The LRA, led by Joseph Kony, became established in northern Uganda in the 1980s where it wrought havoc against the Acholi people, the very group it claimed to be protecting from political marginalisation by the Ugandan government. In fact, the LRA was largely responsible for creating a situation where over 90% of the people in northern states such as Kitgum and Gulu were forced to live in refugee camps – so-called ‘protected villages’ – until recently.

In 2005, the International Criminal Court (ICC) issued warrants of arrest for the top LRA leaders, including Kony, the group’s Chairman and Commander; Vincent Otti, the Vice Chairman and second in command; Okot Odhiambo, LRA Army Commander; Raska Lukwiya (who was later killed in battle), LRA Deputy Army Commander; and Dominic Ongwen, LRA Brigade Commander. All have been named in numerous counts of crimes against humanity and war crimes including enslavement, sexual slavery, rape, murder, intentionally directing an attack against the civilian population, enlisting children and pillaging.

Recent Ugandan military offensives, have largely dispersed the LRA, which having been pushed out of northern Uganda, is now active in the border areas of southern Sudan, eastern parts of the Central African Republic and in the northern edges of the Democratic Republic of Congo (DRC), where it has carried out hundreds of brutal attacks against civilians.

Work to do
1/ Read the passage on the LRA above and decide whether each statement agrees with it, answering yes or no and quoting the words of the passage that settle it: (a) The International Criminal Court issued arrest warrants for top LRA leaders in 2005. (b) Raska Lukwiya served as the LRA Army Commander. (c) The LRA is still active in northern Uganda.
2/ Resume the passage on the LRA above, continuing on from its final sentence.

Record excerpts
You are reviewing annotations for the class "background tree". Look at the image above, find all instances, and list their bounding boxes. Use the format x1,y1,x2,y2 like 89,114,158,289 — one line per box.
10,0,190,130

--

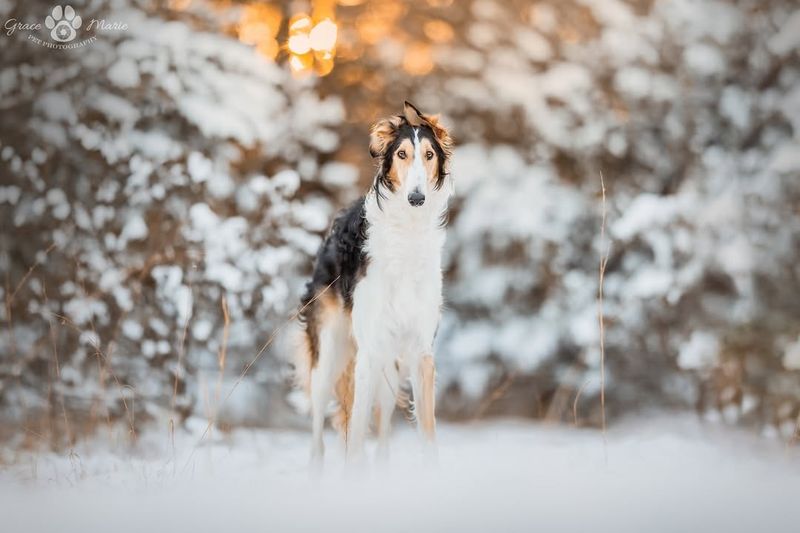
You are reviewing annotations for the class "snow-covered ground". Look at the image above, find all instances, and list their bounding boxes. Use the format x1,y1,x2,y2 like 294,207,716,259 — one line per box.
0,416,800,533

Answers to the problems
1/
(a) Yes: "In 2005, the International Criminal Court (ICC) issued warrants of arrest for the top LRA leaders"
(b) No: "Okot Odhiambo, LRA Army Commander; Raska Lukwiya (who was later killed in battle), LRA Deputy Army Commander"
(c) No: "having been pushed out of northern Uganda, is now active in the border areas of southern Sudan, eastern parts of the Central African Republic and in the northern edges of the Democratic Republic of Congo (DRC)"

2/
Since 2008, the US has provided more than $23 million in logistical and intelligence support to the Ugandan army.  Obama’s strategy document comes six months after the US Congress passed the Lord's Resistance Army Disarmament and Northern Uganda Recovery Act, which supports the protection of civilians from the LRA while promoting the recovery process in the worst-affected provinces of northern Ugandan. It sets out a four-point plan in a letter to the US Senators and Representatives, stating that he would aim to protect civilians; apprehend and remove from the battlefield Mr Kony and his commanders; promote the defection or disarmament of LRA fighters and finally, increase humanitarian assistance to people in LRA-affected areas.

As 19 aid groups highlighted on 14 December 2010, the provision of US support to civilians in the three countries in question may prove crucial in averting a third consecutive year of massacres by LRA rebels in central Africa in the run up to Christmas. The group also called upon the UN Security Council to set up an expert panel to address the threat of the LRA. The Security Council, in a presidential statement given specifically on the situation in the Central African Republic on the same day, condemned, “all attacks by local and foreign armed groups that threaten the population as well as peace and stability.”

Coming shortly after Baroness Amos, the UN’s humanitarian chief, called for better protection of civilians in southern Suden where thousands of people have abandoned their homes as a result of the LRA threat, Obama’s letter, together with continuing pressure from the ICC, is considered not only a blow to the LRA but a sign of support for the Responsibility to Protect (R2P) doctrine, which was endorsed by UN Member States at the 2005 World Summit.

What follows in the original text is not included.